--- BEGIN Data for this exercise ---

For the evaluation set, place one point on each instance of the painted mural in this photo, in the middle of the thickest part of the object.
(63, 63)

--- END Data for this exercise ---
--- BEGIN Data for this exercise ---

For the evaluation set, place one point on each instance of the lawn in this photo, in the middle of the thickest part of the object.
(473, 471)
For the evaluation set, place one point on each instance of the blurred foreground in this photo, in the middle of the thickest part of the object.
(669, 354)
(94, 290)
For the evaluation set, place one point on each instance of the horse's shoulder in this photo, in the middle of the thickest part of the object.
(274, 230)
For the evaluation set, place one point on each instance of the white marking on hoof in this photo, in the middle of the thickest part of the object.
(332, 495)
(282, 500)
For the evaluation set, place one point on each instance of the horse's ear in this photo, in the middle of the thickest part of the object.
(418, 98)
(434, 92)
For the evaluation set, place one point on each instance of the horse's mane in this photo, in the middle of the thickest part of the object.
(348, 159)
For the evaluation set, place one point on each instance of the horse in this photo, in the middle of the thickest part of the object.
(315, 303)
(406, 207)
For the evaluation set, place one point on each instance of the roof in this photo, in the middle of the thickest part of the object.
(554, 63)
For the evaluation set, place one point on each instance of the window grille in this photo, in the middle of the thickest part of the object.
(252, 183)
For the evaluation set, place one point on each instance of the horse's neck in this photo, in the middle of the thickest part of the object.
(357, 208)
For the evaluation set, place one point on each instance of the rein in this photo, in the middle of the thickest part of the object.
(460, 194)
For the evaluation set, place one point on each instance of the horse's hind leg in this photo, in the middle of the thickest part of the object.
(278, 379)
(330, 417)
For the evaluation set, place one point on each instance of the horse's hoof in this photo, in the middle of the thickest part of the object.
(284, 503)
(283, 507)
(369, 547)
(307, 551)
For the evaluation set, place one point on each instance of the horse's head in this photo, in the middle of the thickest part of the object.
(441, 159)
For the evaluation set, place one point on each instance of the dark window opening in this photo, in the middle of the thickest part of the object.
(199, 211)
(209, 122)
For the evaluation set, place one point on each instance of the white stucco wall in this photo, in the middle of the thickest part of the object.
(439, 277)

--- END Data for this exercise ---
--- BEGIN Data for this exercise ---

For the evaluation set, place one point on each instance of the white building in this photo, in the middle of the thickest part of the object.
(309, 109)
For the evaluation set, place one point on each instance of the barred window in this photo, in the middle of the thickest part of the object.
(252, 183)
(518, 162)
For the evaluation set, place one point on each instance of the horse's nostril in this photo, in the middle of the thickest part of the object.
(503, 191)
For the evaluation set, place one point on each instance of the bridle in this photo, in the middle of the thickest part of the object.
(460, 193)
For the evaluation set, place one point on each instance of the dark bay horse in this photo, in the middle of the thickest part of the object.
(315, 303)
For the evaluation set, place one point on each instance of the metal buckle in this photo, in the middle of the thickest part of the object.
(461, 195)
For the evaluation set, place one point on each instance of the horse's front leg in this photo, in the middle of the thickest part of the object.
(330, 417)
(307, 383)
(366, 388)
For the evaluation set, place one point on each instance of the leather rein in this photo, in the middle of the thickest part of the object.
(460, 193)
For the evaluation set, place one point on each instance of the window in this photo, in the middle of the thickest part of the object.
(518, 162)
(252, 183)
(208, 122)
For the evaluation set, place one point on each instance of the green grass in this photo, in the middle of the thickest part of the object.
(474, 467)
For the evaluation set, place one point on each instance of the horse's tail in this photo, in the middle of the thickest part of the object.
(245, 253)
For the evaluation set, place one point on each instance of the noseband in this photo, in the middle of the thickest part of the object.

--- END Data for this exercise ---

◆ Goal: Count the lines in the entries above that contain the string "rein", treating uppercase and lowercase as different. Reply with the number only.

◆ Answer to the exercise: 2